● **Data to examine**
■ ■ ■ ■

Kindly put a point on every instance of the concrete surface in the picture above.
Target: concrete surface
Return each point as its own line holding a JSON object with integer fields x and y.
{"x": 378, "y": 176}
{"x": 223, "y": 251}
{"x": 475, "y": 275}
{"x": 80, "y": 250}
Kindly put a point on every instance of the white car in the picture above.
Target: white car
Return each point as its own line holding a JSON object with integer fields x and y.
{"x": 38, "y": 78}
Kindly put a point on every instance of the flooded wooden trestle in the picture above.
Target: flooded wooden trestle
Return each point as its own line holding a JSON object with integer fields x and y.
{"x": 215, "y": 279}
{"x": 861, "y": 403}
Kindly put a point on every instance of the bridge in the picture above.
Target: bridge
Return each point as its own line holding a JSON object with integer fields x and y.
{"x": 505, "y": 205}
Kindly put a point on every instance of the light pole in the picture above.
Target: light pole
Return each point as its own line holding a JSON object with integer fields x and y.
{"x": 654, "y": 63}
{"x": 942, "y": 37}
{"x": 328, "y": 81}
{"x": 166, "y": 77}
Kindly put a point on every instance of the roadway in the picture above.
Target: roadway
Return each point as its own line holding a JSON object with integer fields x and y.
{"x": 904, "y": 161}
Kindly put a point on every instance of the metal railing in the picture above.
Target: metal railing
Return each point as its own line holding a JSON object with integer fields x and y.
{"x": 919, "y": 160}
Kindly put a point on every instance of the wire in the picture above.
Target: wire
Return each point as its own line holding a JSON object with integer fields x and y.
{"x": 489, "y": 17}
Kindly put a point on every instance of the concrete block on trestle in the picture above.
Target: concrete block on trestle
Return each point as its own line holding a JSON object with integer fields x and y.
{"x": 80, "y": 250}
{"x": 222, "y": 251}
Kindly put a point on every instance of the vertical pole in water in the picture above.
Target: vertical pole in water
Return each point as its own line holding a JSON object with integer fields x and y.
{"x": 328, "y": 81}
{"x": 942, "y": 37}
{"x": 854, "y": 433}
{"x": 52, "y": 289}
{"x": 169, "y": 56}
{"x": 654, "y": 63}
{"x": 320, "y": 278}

■ ■ ■ ■

● **Exercise aim**
From the data above, return every line from the line that has "Target: concrete surface" up to and including the line that has "Target: light pole", exactly.

● **Finished exercise**
Target: concrete surface
Return each point as its own line holding a JSON object with integer fields x and y.
{"x": 378, "y": 176}
{"x": 223, "y": 251}
{"x": 475, "y": 275}
{"x": 80, "y": 250}
Kindly put a point on every instance of the white car in the picture above.
Target: white car
Return each point as its own line holding a JSON object with integer fields x and y.
{"x": 38, "y": 78}
Kindly put a point on every instance of the flooded wooden trestle in the picture above.
Target: flooded wooden trestle
Return each point as its own line holding a JSON object with integer fields x and y.
{"x": 215, "y": 279}
{"x": 861, "y": 403}
Kindly put a point on every instance of the bridge in the picture above.
Target: bridge
Return each point as its own line holding a JSON object with integer fields x and y.
{"x": 505, "y": 205}
Kindly put a point on every instance of the light pole in the picture above.
Target: light pole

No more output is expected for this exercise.